Исходный текст:

===============

Мы также не можем знать, что на самом деле думают чеченцы по этому поводу. Все рассуждения о том, что Чечня — это Кадыров, такие же странные, как и рассуждения о том, что Россия — это Путин. Вполне допускаю, что после ослабления путинского режима чеченцы избавятся от Кадырова и скажут: «Мы хотим быть нормальным субъектом федерации и жить по демократической современной конституции». А почему нет? Я знаю много чеченцев — это нормальные современные люди. Записывать всех чеченцев в сторонников ваххабизма, радикального ислама и Кадырова я бы точно не стал. Давайте дадим людям возможность самим высказаться.

Если какая-то территория захочет выйти из состава России, должны быть разработаны механизмы, как это все должно происходить с точки защиты прав людей. Потому что меня во всей этой истории всегда беспокоят только права человека.

Должен быть какой-то договор о том, что в случае отделения региона есть переходный период, в ходе которого какая-то часть людей переселяется или определяется, гражданами чего она хочет быть. Чтобы не получилось так, чтобы люди однажды проснулись и оказались гражданами государства, в котором они не хотели бы жить. Если они хотят оставаться гражданами России, а не нового государства, у них должна быть возможность выехать, а государство должно им в этом помочь.

Если бы в свое время Россия поступила так с русскими и русскоязычными гражданами в республиках бывшего СССР, не было бы многих трагедий, не было бы войны в Украине.

Визовый или безвизовый въезд в новое государство должен регулироваться исходя из того, с кем и чем мы имеем дело. Если это демократическое свободное государство, с которым у нас нет никаких противоречий, то, конечно, хорошо, чтобы люди туда-сюда ездили без виз. Но если там какое-то тоталитарное или авторитарное общество или откровенно бандитский режим, то какой смысл делать вид, что у нас с ними открытая граница?

Фото: Алексей Полищук

Есть ли модель, на которую стоит ориентироваться или у России особый путь?

— У России нет особого пути. Просто она в силу специфики своего устройства не похожа на другие государства. Она, во-первых, территориально очень большая, что является не благом, а скорее проклятием, так как обрекает ее на огромные инфраструктурные затраты.

Во-вторых, население распределено неравномерно. В европейской части у нас большая концентрация населения, и есть малонаселенные регионы, в которых надо тоже содержать инфраструктуру. И это, кстати, к вопросу об организации формы правления.

Я не уверен, что малонаселенные отдаленные регионы, та же Чукотка, способны сами себя содержать. Какие налоги они должны платить, чтобы поддерживать инфраструктуру, существование своего президента, правительства и администрации?

===============

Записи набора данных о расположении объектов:
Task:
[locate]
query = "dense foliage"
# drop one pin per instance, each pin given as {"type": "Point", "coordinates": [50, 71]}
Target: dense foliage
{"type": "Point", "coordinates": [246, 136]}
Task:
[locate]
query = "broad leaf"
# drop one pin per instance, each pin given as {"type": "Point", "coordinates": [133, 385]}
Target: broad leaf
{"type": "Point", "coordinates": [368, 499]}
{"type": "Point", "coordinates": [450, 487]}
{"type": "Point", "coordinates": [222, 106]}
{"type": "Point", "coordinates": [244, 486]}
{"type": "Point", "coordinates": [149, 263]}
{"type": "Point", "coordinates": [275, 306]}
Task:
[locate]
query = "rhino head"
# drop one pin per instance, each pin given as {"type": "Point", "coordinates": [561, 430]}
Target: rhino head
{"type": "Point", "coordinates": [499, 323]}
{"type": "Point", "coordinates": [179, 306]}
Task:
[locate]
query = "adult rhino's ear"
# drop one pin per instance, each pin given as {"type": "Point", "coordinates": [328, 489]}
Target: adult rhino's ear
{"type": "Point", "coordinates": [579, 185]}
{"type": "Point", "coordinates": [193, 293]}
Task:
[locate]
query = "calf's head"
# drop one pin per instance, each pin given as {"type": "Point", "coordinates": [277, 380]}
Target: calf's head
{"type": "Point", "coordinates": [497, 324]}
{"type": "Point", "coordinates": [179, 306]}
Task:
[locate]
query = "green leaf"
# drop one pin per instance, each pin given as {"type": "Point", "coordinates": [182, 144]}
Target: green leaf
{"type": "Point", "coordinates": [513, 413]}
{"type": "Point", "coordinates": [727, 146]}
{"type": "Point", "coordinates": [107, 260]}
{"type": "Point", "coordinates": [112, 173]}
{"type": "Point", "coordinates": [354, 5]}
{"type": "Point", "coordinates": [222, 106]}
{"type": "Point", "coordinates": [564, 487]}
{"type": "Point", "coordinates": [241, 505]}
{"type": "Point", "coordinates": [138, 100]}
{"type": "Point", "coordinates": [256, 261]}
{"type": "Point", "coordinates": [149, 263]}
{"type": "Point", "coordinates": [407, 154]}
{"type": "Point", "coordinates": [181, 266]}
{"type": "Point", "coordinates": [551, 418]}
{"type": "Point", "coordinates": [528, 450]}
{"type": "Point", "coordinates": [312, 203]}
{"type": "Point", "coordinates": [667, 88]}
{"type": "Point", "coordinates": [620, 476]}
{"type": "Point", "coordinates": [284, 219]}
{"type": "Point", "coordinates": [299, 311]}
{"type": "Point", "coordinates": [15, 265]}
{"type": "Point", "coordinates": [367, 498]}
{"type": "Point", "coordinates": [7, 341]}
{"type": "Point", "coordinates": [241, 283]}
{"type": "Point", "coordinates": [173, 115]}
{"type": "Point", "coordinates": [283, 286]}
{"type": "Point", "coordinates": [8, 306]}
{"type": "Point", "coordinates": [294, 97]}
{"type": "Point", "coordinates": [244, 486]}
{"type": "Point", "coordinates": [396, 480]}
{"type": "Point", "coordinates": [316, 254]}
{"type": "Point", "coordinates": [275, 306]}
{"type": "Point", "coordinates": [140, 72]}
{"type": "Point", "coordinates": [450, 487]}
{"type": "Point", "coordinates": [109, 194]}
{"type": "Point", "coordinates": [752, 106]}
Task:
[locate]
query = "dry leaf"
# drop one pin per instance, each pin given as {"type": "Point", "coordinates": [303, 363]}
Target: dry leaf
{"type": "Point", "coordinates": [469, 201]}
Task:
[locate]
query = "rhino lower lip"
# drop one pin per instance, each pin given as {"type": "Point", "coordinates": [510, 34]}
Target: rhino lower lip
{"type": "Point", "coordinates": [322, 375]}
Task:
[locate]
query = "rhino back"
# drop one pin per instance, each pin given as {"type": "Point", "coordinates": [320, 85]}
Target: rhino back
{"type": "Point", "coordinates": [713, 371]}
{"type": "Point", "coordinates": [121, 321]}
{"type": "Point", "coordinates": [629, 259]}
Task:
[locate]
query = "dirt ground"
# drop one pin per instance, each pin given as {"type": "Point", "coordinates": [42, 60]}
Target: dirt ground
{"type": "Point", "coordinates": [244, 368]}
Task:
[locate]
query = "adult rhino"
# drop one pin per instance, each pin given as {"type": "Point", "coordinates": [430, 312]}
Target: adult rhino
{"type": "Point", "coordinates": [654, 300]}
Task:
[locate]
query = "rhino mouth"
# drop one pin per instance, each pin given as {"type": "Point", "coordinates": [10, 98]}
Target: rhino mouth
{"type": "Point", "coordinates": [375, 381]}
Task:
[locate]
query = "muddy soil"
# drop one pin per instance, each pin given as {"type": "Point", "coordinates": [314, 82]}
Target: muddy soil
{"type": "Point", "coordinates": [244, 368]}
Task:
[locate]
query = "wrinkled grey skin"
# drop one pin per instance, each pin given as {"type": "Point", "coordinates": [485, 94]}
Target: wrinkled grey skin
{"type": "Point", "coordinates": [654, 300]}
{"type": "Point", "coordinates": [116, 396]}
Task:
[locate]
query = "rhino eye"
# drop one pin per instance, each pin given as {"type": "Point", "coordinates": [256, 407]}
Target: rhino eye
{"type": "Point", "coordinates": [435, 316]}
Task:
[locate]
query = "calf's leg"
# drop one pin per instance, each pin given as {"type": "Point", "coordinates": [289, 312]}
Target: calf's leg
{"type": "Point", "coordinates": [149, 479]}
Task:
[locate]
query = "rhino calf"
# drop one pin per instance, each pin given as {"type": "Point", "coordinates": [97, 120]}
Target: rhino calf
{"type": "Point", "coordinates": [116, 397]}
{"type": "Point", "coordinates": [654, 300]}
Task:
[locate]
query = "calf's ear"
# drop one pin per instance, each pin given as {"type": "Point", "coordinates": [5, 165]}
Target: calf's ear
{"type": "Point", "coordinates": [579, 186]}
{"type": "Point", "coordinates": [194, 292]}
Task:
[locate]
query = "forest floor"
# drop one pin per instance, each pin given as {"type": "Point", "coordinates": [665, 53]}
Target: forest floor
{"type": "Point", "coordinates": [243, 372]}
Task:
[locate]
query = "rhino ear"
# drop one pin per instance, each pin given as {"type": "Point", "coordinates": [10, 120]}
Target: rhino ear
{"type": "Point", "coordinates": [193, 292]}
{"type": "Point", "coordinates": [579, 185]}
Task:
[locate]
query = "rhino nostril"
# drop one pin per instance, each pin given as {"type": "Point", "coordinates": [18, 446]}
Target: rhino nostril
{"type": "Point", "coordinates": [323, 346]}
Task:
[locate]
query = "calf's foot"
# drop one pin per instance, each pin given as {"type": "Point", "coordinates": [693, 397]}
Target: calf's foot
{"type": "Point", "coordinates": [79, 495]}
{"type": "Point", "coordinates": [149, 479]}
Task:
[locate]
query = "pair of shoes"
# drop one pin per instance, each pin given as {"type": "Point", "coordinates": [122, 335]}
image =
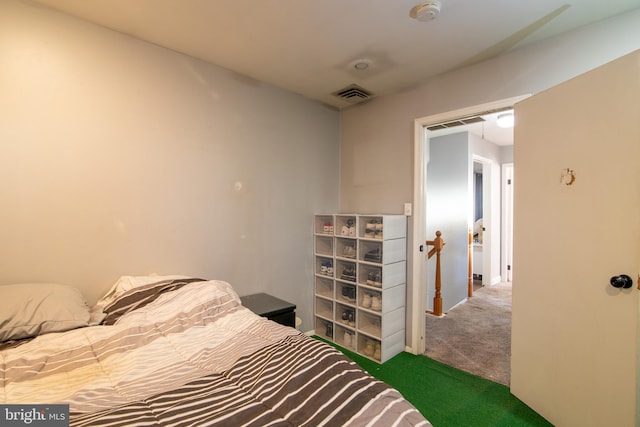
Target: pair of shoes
{"type": "Point", "coordinates": [349, 251]}
{"type": "Point", "coordinates": [374, 278]}
{"type": "Point", "coordinates": [326, 268]}
{"type": "Point", "coordinates": [349, 229]}
{"type": "Point", "coordinates": [349, 273]}
{"type": "Point", "coordinates": [376, 303]}
{"type": "Point", "coordinates": [373, 229]}
{"type": "Point", "coordinates": [372, 301]}
{"type": "Point", "coordinates": [373, 256]}
{"type": "Point", "coordinates": [349, 293]}
{"type": "Point", "coordinates": [369, 348]}
{"type": "Point", "coordinates": [348, 317]}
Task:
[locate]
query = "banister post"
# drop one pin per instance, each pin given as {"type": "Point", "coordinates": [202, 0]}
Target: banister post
{"type": "Point", "coordinates": [438, 244]}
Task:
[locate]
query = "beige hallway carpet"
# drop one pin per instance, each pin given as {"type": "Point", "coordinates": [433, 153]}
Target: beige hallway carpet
{"type": "Point", "coordinates": [475, 336]}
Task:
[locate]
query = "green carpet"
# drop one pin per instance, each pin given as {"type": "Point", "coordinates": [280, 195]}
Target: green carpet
{"type": "Point", "coordinates": [448, 397]}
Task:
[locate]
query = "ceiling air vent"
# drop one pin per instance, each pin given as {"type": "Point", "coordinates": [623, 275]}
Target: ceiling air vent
{"type": "Point", "coordinates": [454, 123]}
{"type": "Point", "coordinates": [353, 94]}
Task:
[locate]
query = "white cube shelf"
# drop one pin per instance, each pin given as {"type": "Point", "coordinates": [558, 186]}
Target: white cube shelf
{"type": "Point", "coordinates": [367, 259]}
{"type": "Point", "coordinates": [324, 287]}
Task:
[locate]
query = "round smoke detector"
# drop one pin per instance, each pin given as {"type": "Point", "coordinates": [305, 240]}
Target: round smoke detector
{"type": "Point", "coordinates": [426, 11]}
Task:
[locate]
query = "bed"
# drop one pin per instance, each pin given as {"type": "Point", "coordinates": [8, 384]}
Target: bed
{"type": "Point", "coordinates": [179, 351]}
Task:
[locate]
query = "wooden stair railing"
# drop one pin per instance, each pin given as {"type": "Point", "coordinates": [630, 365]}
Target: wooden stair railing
{"type": "Point", "coordinates": [470, 257]}
{"type": "Point", "coordinates": [438, 243]}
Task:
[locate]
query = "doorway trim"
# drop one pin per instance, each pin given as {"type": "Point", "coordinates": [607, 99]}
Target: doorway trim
{"type": "Point", "coordinates": [506, 263]}
{"type": "Point", "coordinates": [418, 294]}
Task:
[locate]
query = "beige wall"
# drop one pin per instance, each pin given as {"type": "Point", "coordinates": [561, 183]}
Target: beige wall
{"type": "Point", "coordinates": [376, 165]}
{"type": "Point", "coordinates": [118, 157]}
{"type": "Point", "coordinates": [574, 352]}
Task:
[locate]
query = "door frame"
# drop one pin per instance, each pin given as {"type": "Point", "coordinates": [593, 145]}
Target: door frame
{"type": "Point", "coordinates": [506, 261]}
{"type": "Point", "coordinates": [418, 295]}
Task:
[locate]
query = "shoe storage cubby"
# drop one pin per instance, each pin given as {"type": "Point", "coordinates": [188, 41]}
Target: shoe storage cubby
{"type": "Point", "coordinates": [324, 287]}
{"type": "Point", "coordinates": [346, 248]}
{"type": "Point", "coordinates": [360, 282]}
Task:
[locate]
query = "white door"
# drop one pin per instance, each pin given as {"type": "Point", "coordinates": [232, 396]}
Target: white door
{"type": "Point", "coordinates": [576, 224]}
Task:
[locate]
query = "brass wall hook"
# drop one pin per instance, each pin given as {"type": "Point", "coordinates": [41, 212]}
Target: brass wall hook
{"type": "Point", "coordinates": [568, 176]}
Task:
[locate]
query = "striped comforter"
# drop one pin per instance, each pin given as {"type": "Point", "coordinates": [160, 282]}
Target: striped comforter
{"type": "Point", "coordinates": [195, 357]}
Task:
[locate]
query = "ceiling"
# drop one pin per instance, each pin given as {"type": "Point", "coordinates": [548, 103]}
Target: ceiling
{"type": "Point", "coordinates": [310, 47]}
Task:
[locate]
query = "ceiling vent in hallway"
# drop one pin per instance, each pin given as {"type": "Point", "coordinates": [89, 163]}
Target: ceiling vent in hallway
{"type": "Point", "coordinates": [353, 94]}
{"type": "Point", "coordinates": [459, 122]}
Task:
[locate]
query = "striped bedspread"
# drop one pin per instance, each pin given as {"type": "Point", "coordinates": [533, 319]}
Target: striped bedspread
{"type": "Point", "coordinates": [196, 357]}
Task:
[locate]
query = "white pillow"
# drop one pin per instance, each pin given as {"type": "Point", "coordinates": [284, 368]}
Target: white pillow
{"type": "Point", "coordinates": [31, 309]}
{"type": "Point", "coordinates": [122, 285]}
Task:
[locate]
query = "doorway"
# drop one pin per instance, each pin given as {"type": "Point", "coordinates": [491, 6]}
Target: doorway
{"type": "Point", "coordinates": [420, 296]}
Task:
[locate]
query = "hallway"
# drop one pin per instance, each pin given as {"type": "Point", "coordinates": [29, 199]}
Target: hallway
{"type": "Point", "coordinates": [475, 336]}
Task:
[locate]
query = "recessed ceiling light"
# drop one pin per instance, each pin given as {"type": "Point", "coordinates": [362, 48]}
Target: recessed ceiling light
{"type": "Point", "coordinates": [425, 11]}
{"type": "Point", "coordinates": [506, 120]}
{"type": "Point", "coordinates": [360, 64]}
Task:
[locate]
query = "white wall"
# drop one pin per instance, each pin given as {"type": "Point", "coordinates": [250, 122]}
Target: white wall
{"type": "Point", "coordinates": [383, 128]}
{"type": "Point", "coordinates": [449, 204]}
{"type": "Point", "coordinates": [118, 157]}
{"type": "Point", "coordinates": [492, 217]}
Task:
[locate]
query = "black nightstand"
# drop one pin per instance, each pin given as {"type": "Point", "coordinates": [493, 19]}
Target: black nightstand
{"type": "Point", "coordinates": [272, 308]}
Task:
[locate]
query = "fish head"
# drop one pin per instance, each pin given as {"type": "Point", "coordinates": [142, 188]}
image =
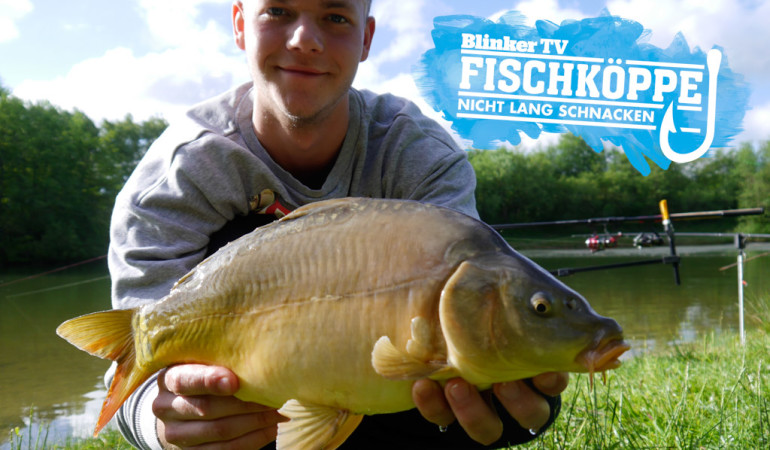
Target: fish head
{"type": "Point", "coordinates": [505, 318]}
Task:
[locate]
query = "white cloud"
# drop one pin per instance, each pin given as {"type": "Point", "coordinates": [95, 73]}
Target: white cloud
{"type": "Point", "coordinates": [120, 82]}
{"type": "Point", "coordinates": [407, 22]}
{"type": "Point", "coordinates": [739, 27]}
{"type": "Point", "coordinates": [175, 23]}
{"type": "Point", "coordinates": [192, 61]}
{"type": "Point", "coordinates": [10, 13]}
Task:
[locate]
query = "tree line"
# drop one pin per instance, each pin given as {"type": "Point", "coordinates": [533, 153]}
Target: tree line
{"type": "Point", "coordinates": [60, 173]}
{"type": "Point", "coordinates": [569, 180]}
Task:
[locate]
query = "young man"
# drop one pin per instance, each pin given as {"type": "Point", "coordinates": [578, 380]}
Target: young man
{"type": "Point", "coordinates": [297, 134]}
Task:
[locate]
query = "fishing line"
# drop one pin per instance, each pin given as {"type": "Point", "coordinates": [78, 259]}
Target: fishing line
{"type": "Point", "coordinates": [61, 286]}
{"type": "Point", "coordinates": [32, 277]}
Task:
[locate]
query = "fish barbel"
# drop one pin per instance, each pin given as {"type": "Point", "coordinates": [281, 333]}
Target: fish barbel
{"type": "Point", "coordinates": [333, 311]}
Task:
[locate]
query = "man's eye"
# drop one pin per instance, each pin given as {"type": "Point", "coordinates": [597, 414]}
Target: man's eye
{"type": "Point", "coordinates": [275, 11]}
{"type": "Point", "coordinates": [336, 18]}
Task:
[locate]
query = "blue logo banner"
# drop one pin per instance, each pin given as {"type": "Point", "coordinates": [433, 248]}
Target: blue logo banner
{"type": "Point", "coordinates": [596, 78]}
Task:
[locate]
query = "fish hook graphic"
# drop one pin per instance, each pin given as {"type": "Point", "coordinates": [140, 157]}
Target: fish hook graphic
{"type": "Point", "coordinates": [713, 60]}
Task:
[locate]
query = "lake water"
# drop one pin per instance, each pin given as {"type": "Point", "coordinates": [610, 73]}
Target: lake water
{"type": "Point", "coordinates": [42, 376]}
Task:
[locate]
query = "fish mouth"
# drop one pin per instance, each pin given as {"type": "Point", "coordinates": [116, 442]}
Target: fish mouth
{"type": "Point", "coordinates": [604, 356]}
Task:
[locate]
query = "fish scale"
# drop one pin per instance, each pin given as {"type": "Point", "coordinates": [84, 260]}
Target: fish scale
{"type": "Point", "coordinates": [333, 311]}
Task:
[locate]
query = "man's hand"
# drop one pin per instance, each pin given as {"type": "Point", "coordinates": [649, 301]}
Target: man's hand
{"type": "Point", "coordinates": [461, 401]}
{"type": "Point", "coordinates": [195, 407]}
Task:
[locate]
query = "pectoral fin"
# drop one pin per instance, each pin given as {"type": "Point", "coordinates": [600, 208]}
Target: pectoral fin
{"type": "Point", "coordinates": [314, 427]}
{"type": "Point", "coordinates": [395, 364]}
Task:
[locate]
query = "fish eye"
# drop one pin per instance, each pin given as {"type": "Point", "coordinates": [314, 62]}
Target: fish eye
{"type": "Point", "coordinates": [541, 303]}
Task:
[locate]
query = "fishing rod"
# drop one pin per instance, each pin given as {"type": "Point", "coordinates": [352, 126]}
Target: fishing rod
{"type": "Point", "coordinates": [672, 258]}
{"type": "Point", "coordinates": [664, 217]}
{"type": "Point", "coordinates": [650, 218]}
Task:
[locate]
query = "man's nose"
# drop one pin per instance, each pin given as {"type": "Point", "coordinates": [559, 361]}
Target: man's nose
{"type": "Point", "coordinates": [306, 36]}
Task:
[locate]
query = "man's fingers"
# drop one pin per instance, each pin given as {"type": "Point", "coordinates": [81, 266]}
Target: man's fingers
{"type": "Point", "coordinates": [473, 413]}
{"type": "Point", "coordinates": [529, 408]}
{"type": "Point", "coordinates": [194, 379]}
{"type": "Point", "coordinates": [168, 406]}
{"type": "Point", "coordinates": [194, 433]}
{"type": "Point", "coordinates": [429, 398]}
{"type": "Point", "coordinates": [551, 383]}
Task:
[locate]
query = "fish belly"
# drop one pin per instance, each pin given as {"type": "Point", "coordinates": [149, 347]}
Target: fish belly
{"type": "Point", "coordinates": [319, 351]}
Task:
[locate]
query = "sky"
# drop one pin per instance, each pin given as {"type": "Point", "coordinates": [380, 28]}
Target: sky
{"type": "Point", "coordinates": [153, 58]}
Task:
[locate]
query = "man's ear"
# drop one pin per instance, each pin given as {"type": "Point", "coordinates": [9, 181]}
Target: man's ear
{"type": "Point", "coordinates": [368, 35]}
{"type": "Point", "coordinates": [239, 18]}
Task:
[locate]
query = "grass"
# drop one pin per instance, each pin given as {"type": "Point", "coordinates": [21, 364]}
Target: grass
{"type": "Point", "coordinates": [709, 394]}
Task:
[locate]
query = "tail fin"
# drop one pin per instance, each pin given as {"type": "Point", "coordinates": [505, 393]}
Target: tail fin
{"type": "Point", "coordinates": [109, 335]}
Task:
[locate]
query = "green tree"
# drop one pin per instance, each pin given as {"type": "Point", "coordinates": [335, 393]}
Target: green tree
{"type": "Point", "coordinates": [753, 174]}
{"type": "Point", "coordinates": [122, 144]}
{"type": "Point", "coordinates": [59, 175]}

===============

Задачи:
- 1) Чем, по тексту о будущем устройстве России, страна отличается от других государств?
- 2) Перепишите отрывок из текста о будущем устройстве России, заменив «проклятием» на «бедой». Начните со слов «Фото: Алексей Полищук» и остановитесь после слов «организации формы правления.».
Для работы нужен только исходный текст.

Ответы к заданиям:
- 1) Россия территориально очень большая, а население в ней распределено неравномерно.

- 2)
Фото: Алексей Полищук

Есть ли модель, на которую стоит ориентироваться или у России особый путь?

— У России нет особого пути. Просто она в силу специфики своего устройства не похожа на другие государства. Она, во-первых, территориально очень большая, что является не благом, а скорее бедой, так как обрекает ее на огромные инфраструктурные затраты.

Во-вторых, население распределено неравномерно. В европейской части у нас большая концентрация населения, и есть малонаселенные регионы, в которых надо тоже содержать инфраструктуру. И это, кстати, к вопросу об организации формы правления.